* **Text passage**:
## Start

Peter Bergen and Katherine Tiedemann at the New America Foundation released a report on the CIA’s drone strike program. It considers the program to resulted in the deaths of between 250 to 320 Pakistani civilians between 2006 and the present, or a civilian kill-rate of around 30 percent. You can read it here. I critiqued it at the Washington Independent. This post is about how their methodology probably means that their civilian-death figure is a low baseline. And this one linked David Rohde’s account of being held hostage by the Haqqani network to the radicalization caused by drone strikes.
But I want another bite of the apple here.
I have enormous respect for both Peter and Katherine. So don’t take anything that follows as a criticism of them as analysts. Any journalist who covers Afghanistan or al-Qaeda would be a fool not to listen to Peter, in particular, one of a handful of reporters to have interviewed Usama bin Laden. Their methodology is entirely open source — they’re going off of what they (and probably most Americans) consider reputable news organizations’ reports of “militant” deaths. That’s about as good as can be determined.
But that’s still not very good. It appears to mean we’re going off of what initial reports call “militants” to mean “not-civilians.” And that’s just not a measurement with any precision. Often times the news agencies cited don’t have people in, say, South Waziristan, and even the best news organization is going to go off of what official sources tell them was the tally, whether it’s right or not. And often there’s just no practical way of correcting those figures, or disaggregating who was really an insurgent and who was, say, a cook or a mechanic or something. How do you judge legitimate targets in an intel-dark situation like that?

## End

* **Records shown**:
## Start

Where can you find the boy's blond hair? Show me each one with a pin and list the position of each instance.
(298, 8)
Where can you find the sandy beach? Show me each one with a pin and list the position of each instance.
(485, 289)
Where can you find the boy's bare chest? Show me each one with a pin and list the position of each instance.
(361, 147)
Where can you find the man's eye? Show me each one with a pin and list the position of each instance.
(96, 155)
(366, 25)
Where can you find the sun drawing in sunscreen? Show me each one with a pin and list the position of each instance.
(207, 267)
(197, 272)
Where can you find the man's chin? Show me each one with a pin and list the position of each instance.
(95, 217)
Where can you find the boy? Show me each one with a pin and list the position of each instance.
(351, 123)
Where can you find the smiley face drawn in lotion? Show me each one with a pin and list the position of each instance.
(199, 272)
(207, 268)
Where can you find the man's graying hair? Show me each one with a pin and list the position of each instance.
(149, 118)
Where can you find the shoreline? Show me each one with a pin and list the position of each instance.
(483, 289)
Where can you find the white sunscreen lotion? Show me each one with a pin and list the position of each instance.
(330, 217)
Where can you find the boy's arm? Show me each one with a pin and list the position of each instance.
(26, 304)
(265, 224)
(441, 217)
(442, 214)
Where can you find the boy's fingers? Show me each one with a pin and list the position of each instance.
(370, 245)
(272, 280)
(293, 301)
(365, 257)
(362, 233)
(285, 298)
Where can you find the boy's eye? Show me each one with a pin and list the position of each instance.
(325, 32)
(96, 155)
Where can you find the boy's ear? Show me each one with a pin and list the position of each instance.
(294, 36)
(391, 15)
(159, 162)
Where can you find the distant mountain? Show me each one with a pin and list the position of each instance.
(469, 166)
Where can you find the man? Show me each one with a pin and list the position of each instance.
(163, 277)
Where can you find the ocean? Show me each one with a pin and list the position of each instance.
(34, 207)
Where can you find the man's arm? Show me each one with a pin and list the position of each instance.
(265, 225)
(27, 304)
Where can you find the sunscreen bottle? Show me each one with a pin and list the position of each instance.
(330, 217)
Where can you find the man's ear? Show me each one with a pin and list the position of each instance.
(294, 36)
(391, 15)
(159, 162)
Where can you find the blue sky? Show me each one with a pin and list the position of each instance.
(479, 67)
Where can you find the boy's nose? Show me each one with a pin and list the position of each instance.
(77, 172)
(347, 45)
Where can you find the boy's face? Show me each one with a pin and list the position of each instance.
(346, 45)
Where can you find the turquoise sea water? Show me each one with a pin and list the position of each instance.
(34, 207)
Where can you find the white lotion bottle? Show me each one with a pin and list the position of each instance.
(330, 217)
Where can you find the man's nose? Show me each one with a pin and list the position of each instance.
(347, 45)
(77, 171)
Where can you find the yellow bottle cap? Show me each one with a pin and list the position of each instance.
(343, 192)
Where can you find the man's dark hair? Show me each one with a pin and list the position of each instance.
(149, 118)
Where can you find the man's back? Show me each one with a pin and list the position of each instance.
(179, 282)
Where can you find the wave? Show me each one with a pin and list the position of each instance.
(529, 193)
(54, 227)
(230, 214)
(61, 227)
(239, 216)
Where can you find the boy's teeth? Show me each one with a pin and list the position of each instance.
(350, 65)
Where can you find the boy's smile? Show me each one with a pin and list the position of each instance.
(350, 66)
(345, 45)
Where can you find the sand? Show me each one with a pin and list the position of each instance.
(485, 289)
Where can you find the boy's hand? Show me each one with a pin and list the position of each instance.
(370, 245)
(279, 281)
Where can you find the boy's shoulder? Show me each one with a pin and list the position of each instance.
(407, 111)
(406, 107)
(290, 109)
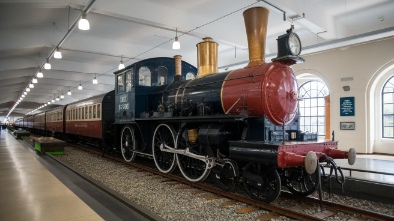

## End

* **Goals**:
(1) Show each line of the records that contains the word "hair".
(2) Carry on the passage about the drone strike report from the point where it stops.

* **The responses**:
(1)
Where can you find the boy's blond hair? Show me each one with a pin and list the position of each instance.
Where can you find the man's graying hair? Show me each one with a pin and list the position of each instance.
Where can you find the man's dark hair? Show me each one with a pin and list the position of each instance.

(2)
I’m not saying Peter and Katherine did anything wrong here. I do not know how to solve this basic methodological problem, and I commend them for trying to be rigorous here. Yet we’re left with these facts, from the report: there have been between 750 and 1000 people killed in 82 drone strikes in Pakistan since 2006. “Among them were about 20 leaders of al Qaeda, the Taliban, and allied groups,” they write. Everyone else is in some nether-category, along a spectrum from Pure Insurgent to Innocent Bystander. I do not pretend that I can fine-tune that distinction.
But that should give us very grave pause. Because it raises the possibility that the real civilian casualty rate, in a region that is serving as a cauldron for insurgents whom Rohde thinks are growing more global in their ambitions (I haven’t yet seen the installment where he substantiates the point; patience), is so dreadfully high. This is the sort of thing that vengeance is made out of. Andrew Exum and David Kilcullen have made this point, and I just hear that dreadful echo when I read Peter and Katherine’s report.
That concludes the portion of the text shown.